Reading text:
◆ ◆ ◆ ◆ ◆ ◆ ◆

Hamilton County Commissioner
- Incumbent
- Assumed office January 3, 2019 Serving with Denise Driehaus and Alicia Reece
- Preceded by: Chris Monzel

Mayor of Forest Park
- In office January 1, 1999 – December 31, 2005

Vice Mayor of Forest Park
- In office January 1, 1993 – December 31, 1999

Village Manager
- In office January 5, 2011 – December 31, 2015

Personal details
- Born: May 6, 1955 (age 71) Cincinnati, Ohio, U.S.
- Party: Democratic
- Alma mater: University of Cincinnati
- Occupation: Politician

= Stephanie Summerow Dumas =

American politician

Stephanie Summerow Dumas (born May 6, 1955) is a Democratic politician, currently serving as a Commissioner of Hamilton County, Ohio. She is the first African American woman elected to the position of County Commissioner in Ohio history. She previously has served as both vice-mayor (1993-1999) and mayor (1999-2005) of Forest Park, Ohio. She also served as the Village Manager of Lincoln Heights, Ohio (2011-2015).

In 2018, Summerow Dumas was elected as Hamilton County Commissioner, replacing her opponent Chris Monzel. Her term in office began January 3, 2019. She was re-elected in 2022 with 45.2% of the vote, defeating Republican Matthew Paul O'Neill and Independent candidate Christopher Smitherman.

◆ ◆ ◆ ◆ ◆ ◆ ◆

Data excerpts:

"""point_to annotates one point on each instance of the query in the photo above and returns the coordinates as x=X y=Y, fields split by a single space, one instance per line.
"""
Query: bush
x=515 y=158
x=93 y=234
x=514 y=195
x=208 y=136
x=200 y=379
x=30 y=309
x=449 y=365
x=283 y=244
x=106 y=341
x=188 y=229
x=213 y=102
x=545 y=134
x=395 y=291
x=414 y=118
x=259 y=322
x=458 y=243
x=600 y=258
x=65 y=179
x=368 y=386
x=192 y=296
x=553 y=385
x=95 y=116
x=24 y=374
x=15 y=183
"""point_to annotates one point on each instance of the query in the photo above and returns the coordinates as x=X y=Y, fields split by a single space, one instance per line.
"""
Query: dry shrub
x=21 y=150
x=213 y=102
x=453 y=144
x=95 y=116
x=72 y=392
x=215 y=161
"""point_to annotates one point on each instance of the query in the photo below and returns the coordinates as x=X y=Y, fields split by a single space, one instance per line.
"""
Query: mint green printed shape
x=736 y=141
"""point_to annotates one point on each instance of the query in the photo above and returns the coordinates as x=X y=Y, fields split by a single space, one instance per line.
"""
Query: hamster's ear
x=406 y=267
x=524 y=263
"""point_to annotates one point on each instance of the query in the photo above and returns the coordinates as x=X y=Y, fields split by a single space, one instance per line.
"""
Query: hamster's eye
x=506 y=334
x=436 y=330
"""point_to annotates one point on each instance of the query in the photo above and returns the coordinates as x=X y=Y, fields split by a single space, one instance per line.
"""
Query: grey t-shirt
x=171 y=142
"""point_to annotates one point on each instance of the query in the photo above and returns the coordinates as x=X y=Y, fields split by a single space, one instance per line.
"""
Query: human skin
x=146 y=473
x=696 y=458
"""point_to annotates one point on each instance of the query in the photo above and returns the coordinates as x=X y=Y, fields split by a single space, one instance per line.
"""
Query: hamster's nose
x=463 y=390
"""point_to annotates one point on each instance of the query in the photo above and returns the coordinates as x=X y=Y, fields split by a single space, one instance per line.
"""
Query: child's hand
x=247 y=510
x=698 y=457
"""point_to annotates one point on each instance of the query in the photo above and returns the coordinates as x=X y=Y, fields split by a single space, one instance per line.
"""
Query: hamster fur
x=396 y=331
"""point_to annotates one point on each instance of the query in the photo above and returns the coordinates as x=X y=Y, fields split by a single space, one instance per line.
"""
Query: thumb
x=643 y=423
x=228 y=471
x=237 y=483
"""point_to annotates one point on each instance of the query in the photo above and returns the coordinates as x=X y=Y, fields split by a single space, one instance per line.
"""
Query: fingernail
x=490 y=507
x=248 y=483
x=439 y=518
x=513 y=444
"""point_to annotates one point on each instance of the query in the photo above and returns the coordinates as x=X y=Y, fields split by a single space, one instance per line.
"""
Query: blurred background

◆ ◆ ◆ ◆ ◆ ◆ ◆

What needs to be done: Repeat word for word the part of the Stephanie Summerow Dumas profile that opens with the words containing "American politician" and closes with "candidate Christopher Smitherman.".

Solution:
American politician

Stephanie Summerow Dumas (born May 6, 1955) is a Democratic politician, currently serving as a Commissioner of Hamilton County, Ohio. She is the first African American woman elected to the position of County Commissioner in Ohio history. She previously has served as both vice-mayor (1993-1999) and mayor (1999-2005) of Forest Park, Ohio. She also served as the Village Manager of Lincoln Heights, Ohio (2011-2015).

In 2018, Summerow Dumas was elected as Hamilton County Commissioner, replacing her opponent Chris Monzel. Her term in office began January 3, 2019. She was re-elected in 2022 with 45.2% of the vote, defeating Republican Matthew Paul O'Neill and Independent candidate Christopher Smitherman.